PAGE TEXT

It’s been one hell of a week, guys.

Last week I said my crazy week was a prelude to a hell week. And I wasn’t joking at all. It was quite literally hell. Every single day I was dragging myself everywhere. I don’t know how my body is coping with all of this. I don’t have the capacity to plan forward any more, I’m just living each day as it comes. Yet though I may complain, I do not regret.

The whole week was filled with academia, projects, writing and language classes. Oh, and the unforgettable Singapore Writer’s Fest 2013, but we’ll get to that. The constant exhaustion peaked on Wednesday when I stumbled home after my playread at SRT and asked, “Why the hell do I do this?” Existentialist crisis, I know. I’ve always told myself that I don’t naturally have enough discipline, focus and aptitude to license any slacking and so I work two times harder to be where I want to be and occasionally I just ask if that’s really what I want. To subject myself to this kind of insane schedule just to be able to pursue my dreams. I guess there is really nothing else I want to do with my life. Someone reminded me  to think back to my initial motivation for pursuing theatre and I realized that there isn’t. I dabble in poetry as well. Language and words just flow in my blood, it’s not something I can distance myself from. All my writings come from a rather primal need to catalogue my world, to process the insanity, atrocity and blessings around me. It’s a visceral, burning need for me to write so I can deal with.. life at large. I can run, but I can’t hide.

I was very happy on Saturday because I got to meet one of my favourite people in the world and go for my very first Singapore Writer’s Fest! Imagine, a $15 pass (which I felt was pretty justified after the first workshop) and you get to attend so many events. I attended a panel discussion with Desmond Sim & Alfian Sa’at, two of my local favourites, as well as attend a rather entertaining discussion on Singlish in Literature. I was enjoying myself until lo and behold, my phone’s display decided to die on me.

I am not someone who can’t live without my phone. In fact, after the initial disbelief (it is a 2-month old iPhone that’s only been dropped twice, and the second time was on a pillow) I was enjoying the rest of the day being uncontactable. I’m not saying I enjoy dumping people on their asses but I’m beginning to realize that people are just throwing me their own problems without thinking of how to resolve it themselves. So I told all of them to settle their issues themselves until my phone was fixed, and left it at that.

YOUR INSTRUCTIONS
In the text about a hard week, how much did the pass for the Singapore Writer's Fest cost?

SUPPLIED ENTRIES
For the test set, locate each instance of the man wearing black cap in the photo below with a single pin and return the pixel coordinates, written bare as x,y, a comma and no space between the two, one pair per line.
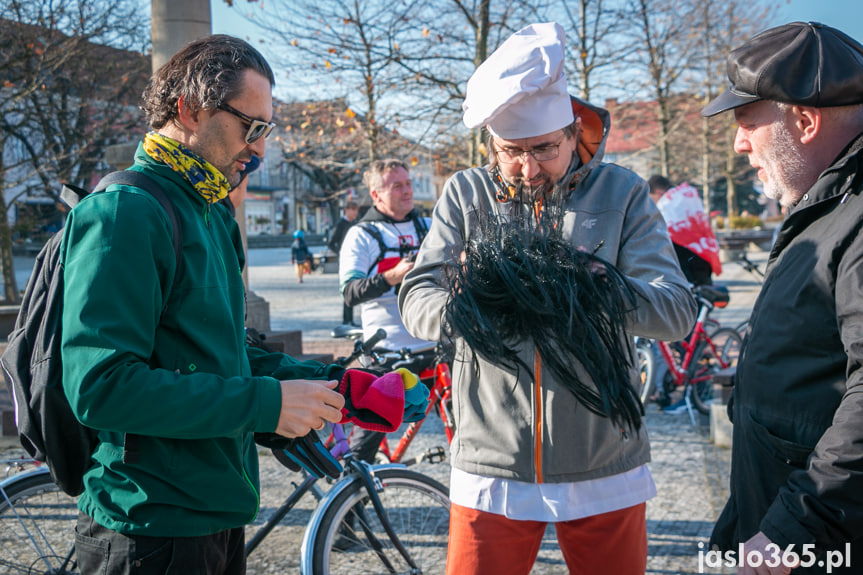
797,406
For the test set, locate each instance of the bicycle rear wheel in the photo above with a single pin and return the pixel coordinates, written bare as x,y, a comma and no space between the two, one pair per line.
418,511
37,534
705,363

---

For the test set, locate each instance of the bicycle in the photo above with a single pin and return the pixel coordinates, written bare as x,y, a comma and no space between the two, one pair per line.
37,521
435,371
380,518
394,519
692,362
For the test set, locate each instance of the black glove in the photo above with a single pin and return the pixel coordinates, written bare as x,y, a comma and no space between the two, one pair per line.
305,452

...

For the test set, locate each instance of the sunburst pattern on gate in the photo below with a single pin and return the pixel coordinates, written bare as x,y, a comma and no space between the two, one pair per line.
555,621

RESULT FOR THIS EXERCISE
$15